* **Material for this exercise**:
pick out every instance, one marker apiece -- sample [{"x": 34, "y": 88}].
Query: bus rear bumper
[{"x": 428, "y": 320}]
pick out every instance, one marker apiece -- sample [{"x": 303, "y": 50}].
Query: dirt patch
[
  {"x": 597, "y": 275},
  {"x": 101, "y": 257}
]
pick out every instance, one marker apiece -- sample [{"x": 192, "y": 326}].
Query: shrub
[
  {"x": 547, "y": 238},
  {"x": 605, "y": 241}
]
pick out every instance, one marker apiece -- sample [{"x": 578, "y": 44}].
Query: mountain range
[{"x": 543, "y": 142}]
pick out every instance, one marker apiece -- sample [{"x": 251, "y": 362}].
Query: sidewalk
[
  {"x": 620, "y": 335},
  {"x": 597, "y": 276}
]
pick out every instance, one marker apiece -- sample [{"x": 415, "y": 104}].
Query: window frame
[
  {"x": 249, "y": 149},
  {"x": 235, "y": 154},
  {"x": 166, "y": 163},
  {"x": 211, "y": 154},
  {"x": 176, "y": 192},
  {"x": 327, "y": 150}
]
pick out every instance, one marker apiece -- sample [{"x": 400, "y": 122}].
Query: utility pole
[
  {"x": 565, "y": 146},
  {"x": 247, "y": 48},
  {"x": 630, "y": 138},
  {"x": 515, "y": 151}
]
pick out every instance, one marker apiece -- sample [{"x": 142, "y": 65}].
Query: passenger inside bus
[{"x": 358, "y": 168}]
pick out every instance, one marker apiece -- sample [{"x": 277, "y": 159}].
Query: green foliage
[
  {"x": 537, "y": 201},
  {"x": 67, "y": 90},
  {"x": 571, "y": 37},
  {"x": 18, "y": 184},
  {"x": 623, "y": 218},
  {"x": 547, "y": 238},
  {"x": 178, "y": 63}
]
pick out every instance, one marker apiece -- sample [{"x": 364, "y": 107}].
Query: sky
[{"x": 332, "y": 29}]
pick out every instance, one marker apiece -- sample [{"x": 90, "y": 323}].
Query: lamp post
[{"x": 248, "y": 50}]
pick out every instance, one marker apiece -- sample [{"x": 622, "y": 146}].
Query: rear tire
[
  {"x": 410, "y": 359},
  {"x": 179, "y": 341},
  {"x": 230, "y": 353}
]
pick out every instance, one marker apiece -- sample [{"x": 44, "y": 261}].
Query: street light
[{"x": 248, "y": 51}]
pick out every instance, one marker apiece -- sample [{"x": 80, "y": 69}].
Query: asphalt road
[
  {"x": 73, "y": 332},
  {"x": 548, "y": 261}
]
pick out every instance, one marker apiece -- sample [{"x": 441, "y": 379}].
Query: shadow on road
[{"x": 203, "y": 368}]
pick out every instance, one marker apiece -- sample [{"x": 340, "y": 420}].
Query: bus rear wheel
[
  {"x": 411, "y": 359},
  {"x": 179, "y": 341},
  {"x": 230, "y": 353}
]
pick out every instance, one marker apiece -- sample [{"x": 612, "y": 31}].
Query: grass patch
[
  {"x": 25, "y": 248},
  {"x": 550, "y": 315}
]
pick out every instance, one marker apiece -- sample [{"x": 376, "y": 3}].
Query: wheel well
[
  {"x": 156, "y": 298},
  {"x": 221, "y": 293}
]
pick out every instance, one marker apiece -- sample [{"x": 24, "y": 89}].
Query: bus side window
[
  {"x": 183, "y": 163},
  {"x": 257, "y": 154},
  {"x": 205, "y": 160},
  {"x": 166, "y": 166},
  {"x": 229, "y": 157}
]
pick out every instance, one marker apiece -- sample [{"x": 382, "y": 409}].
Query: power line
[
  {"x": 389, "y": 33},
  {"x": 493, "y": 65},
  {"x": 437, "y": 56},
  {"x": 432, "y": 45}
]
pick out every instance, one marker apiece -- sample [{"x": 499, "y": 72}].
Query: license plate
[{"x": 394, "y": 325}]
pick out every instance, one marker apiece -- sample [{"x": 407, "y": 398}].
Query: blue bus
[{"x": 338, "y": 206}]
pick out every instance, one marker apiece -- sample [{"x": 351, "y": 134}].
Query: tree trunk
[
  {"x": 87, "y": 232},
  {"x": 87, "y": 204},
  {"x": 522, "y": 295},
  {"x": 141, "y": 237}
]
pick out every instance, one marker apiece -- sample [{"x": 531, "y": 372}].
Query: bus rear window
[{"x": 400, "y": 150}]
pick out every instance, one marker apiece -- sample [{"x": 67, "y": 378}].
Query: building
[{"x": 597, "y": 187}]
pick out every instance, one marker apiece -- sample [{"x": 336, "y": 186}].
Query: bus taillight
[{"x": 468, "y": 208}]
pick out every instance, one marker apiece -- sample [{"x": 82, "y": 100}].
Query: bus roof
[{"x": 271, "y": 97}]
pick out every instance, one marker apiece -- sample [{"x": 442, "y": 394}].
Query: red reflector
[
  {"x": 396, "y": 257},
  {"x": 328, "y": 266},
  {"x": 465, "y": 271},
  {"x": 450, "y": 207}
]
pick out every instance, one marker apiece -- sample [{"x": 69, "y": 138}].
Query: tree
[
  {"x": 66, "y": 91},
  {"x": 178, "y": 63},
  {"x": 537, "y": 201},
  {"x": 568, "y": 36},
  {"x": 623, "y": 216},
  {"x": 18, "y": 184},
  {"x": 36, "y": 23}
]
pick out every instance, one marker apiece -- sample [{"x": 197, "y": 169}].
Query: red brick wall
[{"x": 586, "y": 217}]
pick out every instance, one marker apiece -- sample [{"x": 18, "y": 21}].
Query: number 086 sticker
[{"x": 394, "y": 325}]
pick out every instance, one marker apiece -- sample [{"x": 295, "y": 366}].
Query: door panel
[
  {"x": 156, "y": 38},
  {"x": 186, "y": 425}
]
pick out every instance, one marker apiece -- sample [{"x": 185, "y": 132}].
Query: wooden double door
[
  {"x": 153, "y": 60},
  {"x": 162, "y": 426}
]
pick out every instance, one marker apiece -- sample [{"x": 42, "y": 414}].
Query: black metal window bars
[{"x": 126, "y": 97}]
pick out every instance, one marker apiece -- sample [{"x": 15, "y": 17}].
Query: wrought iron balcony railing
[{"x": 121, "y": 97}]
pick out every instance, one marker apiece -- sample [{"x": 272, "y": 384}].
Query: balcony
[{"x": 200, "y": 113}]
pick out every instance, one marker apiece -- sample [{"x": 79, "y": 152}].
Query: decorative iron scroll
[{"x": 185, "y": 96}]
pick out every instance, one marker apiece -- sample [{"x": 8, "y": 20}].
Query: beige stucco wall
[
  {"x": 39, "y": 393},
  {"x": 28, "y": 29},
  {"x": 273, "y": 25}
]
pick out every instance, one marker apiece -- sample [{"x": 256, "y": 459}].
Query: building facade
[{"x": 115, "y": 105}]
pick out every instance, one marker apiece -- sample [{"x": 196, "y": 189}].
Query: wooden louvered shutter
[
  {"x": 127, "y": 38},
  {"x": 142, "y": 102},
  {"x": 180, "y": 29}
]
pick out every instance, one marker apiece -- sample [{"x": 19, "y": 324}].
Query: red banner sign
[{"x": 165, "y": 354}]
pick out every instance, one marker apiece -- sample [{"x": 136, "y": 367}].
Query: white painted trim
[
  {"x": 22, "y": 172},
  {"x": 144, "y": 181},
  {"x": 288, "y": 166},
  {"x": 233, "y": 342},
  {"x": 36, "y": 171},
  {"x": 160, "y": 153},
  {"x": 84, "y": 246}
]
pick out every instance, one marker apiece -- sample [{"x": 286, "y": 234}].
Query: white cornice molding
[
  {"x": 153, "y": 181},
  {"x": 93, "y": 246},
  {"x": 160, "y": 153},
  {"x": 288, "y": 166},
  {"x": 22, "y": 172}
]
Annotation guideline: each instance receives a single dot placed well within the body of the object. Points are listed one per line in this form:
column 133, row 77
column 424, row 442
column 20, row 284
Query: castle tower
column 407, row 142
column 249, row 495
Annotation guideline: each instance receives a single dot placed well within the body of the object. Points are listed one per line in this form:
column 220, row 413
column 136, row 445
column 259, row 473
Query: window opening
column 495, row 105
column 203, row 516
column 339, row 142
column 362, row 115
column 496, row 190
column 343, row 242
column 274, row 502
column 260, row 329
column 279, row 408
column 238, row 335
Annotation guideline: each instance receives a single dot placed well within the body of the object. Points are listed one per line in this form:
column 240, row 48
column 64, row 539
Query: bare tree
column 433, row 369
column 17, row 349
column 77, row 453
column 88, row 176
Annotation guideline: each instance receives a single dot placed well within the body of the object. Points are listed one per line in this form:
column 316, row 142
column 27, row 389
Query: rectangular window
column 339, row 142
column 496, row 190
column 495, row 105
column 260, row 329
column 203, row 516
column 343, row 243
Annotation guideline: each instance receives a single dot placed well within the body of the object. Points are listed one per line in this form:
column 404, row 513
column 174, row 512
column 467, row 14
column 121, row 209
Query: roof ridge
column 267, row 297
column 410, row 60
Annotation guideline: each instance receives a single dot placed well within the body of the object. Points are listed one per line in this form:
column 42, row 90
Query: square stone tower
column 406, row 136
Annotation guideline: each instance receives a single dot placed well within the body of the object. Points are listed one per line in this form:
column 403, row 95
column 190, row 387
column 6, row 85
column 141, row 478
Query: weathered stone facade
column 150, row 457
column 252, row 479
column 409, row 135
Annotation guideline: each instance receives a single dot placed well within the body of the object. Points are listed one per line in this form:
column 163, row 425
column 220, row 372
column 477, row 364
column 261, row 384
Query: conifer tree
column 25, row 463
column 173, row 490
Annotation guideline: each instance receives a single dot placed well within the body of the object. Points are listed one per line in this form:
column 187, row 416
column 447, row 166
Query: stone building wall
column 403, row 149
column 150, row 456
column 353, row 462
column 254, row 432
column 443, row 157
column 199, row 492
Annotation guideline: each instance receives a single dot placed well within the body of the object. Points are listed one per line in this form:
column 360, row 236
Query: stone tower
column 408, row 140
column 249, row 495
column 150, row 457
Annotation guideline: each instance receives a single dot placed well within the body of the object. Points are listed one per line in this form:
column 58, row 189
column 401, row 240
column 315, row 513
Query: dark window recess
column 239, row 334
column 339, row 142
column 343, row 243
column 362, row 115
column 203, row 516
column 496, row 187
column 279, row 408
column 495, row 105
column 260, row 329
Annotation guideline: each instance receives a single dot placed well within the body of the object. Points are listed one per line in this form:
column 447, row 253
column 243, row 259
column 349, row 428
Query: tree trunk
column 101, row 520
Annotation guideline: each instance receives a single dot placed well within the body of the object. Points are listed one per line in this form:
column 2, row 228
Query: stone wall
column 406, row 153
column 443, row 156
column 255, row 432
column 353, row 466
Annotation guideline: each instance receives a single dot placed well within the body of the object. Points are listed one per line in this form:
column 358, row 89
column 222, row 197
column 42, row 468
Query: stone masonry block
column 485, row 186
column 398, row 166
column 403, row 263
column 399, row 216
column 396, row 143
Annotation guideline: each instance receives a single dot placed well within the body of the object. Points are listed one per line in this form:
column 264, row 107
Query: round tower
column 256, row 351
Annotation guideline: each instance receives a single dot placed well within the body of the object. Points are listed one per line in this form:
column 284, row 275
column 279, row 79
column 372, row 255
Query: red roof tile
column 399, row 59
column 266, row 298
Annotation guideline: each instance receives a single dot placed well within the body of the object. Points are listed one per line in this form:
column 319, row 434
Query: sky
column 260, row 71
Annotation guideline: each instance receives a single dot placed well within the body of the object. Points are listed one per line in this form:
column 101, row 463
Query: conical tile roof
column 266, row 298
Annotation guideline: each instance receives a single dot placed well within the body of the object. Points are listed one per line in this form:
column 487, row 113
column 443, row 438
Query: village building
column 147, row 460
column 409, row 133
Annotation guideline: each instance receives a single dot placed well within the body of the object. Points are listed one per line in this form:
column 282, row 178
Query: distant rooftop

* **What the exercise asks**: Locate each line in the data above that contains the string "building" and copy out every such line.

* **Solution for this task**:
Query: building
Query: building facade
Query: stone building wall
Query: village building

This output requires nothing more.